Data in this exercise Block Start

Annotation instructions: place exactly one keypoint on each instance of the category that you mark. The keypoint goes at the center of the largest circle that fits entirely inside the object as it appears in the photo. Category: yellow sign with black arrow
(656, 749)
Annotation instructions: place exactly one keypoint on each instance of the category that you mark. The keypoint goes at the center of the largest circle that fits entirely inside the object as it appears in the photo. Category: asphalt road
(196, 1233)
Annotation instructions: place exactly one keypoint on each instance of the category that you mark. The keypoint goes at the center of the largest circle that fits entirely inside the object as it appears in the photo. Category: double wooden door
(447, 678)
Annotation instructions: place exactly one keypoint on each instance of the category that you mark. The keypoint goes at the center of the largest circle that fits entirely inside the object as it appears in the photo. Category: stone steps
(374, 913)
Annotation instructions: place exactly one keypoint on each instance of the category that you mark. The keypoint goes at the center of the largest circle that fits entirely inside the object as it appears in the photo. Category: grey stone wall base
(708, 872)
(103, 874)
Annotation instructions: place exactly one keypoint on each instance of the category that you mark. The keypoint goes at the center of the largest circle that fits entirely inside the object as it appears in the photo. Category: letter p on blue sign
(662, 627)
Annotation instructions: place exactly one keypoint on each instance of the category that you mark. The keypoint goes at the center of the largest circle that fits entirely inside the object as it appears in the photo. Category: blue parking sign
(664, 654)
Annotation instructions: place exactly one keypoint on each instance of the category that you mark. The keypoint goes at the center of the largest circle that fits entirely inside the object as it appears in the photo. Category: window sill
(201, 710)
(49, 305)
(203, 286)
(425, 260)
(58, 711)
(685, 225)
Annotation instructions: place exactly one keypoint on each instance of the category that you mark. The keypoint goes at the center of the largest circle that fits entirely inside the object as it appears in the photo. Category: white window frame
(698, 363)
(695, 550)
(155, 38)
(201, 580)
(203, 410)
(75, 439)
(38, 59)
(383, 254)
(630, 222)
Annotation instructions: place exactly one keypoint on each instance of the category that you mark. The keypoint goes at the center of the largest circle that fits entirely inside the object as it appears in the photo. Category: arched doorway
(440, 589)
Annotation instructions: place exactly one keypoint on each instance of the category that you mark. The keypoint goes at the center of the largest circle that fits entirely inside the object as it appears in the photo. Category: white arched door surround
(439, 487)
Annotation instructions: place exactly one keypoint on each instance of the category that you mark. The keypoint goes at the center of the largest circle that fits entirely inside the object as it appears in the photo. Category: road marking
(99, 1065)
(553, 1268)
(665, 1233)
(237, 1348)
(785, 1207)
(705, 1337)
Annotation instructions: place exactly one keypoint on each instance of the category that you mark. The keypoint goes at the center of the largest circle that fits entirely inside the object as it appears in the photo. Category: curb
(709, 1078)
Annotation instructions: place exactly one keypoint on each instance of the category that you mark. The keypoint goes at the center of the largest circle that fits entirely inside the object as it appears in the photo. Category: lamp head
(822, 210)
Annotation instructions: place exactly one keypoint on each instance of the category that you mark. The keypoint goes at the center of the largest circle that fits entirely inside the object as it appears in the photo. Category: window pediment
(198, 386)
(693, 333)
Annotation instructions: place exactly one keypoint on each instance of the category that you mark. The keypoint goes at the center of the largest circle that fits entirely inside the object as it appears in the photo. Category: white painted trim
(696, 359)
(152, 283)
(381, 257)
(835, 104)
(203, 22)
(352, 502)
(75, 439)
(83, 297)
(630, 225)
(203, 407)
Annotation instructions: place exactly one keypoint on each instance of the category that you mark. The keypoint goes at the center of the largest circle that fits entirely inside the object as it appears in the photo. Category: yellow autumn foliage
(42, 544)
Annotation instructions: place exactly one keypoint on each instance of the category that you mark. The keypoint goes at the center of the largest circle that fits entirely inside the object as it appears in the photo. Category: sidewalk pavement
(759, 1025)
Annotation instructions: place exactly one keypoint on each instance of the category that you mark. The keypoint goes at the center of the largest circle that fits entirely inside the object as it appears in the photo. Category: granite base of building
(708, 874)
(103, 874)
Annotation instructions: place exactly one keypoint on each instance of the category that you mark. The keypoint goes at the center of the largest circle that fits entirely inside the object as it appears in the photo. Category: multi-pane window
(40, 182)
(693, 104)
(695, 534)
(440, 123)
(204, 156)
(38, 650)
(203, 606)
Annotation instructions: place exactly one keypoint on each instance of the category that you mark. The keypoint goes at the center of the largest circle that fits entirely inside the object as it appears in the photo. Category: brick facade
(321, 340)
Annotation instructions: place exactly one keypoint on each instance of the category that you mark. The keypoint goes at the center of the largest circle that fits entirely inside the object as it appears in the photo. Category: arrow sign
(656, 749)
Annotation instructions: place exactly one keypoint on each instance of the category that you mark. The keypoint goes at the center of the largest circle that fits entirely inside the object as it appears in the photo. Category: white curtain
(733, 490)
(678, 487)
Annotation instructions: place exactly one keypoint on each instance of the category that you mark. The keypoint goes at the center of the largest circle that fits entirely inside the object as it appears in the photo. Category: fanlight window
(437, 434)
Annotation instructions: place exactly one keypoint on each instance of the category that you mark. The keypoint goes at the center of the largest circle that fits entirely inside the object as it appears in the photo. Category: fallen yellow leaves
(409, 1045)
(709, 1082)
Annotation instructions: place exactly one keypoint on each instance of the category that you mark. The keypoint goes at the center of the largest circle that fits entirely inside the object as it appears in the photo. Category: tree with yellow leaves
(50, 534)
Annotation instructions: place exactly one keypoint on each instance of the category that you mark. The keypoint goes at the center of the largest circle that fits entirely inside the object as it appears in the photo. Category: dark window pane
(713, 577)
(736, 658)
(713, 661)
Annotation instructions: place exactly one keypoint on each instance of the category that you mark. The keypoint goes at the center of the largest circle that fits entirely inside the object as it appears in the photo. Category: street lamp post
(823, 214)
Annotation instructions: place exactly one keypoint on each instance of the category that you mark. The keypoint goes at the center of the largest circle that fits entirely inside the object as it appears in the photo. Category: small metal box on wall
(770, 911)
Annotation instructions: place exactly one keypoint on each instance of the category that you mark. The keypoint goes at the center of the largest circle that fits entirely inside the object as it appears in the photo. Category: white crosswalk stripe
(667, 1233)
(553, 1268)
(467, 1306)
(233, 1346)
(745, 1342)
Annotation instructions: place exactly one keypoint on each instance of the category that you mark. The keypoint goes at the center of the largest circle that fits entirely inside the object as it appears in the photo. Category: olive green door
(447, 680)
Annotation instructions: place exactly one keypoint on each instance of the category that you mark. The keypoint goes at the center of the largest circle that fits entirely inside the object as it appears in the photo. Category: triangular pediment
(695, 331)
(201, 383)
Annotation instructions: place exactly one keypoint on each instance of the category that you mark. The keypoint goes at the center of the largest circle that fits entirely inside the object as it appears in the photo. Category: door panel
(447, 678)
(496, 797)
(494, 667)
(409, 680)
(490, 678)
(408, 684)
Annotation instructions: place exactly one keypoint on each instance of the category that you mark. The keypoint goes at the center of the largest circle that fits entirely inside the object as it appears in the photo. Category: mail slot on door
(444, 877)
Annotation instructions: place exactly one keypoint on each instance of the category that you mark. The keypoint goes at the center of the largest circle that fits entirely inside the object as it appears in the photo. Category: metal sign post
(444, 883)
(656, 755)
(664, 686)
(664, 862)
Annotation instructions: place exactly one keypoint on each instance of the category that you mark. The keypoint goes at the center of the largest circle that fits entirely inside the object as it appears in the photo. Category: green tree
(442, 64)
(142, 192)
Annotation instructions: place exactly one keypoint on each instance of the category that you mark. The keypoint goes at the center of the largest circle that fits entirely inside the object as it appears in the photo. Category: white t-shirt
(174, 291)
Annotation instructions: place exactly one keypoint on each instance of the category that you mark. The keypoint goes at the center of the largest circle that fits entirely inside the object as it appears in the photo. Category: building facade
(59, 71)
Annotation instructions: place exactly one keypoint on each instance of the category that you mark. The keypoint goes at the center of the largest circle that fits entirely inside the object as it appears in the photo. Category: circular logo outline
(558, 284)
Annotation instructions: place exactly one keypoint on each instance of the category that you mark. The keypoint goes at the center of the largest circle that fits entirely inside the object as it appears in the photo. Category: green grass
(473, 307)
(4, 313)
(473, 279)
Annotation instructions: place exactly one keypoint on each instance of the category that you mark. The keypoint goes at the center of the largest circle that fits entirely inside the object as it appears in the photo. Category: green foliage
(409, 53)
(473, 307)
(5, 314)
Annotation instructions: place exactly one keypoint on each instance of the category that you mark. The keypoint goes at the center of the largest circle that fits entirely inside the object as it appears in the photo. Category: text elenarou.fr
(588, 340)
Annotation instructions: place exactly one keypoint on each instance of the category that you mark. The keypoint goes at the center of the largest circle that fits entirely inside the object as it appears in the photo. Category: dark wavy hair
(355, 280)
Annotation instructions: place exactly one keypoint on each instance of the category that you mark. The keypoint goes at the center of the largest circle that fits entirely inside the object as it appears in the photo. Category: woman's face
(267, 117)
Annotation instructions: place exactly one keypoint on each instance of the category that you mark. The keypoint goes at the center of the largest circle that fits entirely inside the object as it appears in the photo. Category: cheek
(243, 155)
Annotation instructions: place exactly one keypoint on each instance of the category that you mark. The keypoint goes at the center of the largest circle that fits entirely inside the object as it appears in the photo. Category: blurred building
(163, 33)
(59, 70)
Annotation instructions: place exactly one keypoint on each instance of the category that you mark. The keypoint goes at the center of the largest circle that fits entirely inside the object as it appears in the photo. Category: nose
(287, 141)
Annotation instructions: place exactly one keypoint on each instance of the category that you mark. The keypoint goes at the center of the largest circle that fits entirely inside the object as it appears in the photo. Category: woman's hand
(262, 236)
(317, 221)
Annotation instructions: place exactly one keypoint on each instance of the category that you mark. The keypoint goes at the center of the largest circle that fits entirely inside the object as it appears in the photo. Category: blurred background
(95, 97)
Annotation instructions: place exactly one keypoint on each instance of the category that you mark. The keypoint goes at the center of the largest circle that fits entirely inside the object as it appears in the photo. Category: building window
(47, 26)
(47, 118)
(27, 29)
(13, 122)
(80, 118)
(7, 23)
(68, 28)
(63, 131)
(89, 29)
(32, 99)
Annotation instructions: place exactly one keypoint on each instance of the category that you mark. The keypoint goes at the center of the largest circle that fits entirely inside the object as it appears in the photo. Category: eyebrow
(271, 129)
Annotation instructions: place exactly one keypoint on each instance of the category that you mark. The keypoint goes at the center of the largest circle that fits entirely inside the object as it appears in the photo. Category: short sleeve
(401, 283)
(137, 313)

Data in this exercise Block End

Task: Give an exact copy of the lines from the one with "photo. Category: nose" through the end of the entries, both ends included.

Exercise response:
Annotation instructions: place exactly one keypoint on each instance of the category that you mark. The keypoint goes at the center of the largest circle that fits entirely inside the object as it appears in the photo. Category: nose
(287, 141)
Annotation instructions: place exactly one keypoint on each instance of the category that you mark. The keypoint goes at the center of the largest circle that fits entirely inside the object as it appears in the photo. Category: woman's hand
(262, 236)
(317, 221)
Annotation instructions: place exactly one keypoint on each instance of the category that you mark. The keypoint goes at the center of the largest circle that fits entirely inside the object as it appears in the photo. Category: blurred background
(95, 97)
Annotation instructions: place exactly one keypoint on each instance of the category that you mark. The keypoint goes at the center of the largest circle that fits entirely inside the object as it appears in the photo. Category: building window
(47, 26)
(47, 118)
(27, 29)
(13, 122)
(80, 118)
(7, 23)
(68, 28)
(63, 131)
(89, 29)
(32, 99)
Annotation instructions: place exactly one keypoint on each instance of the category that you mark. The keypoint goes at the center of the largest circle that fits entirely inside the object as it appears in the photo. Category: eyebrow
(271, 129)
Annotation instructions: place exactly one keypoint on each instance of the category that you mark. The keypoint goes at the center of the largest circle that fits entirely inside the object as it appears in the photo. Category: short sleeve
(401, 283)
(137, 313)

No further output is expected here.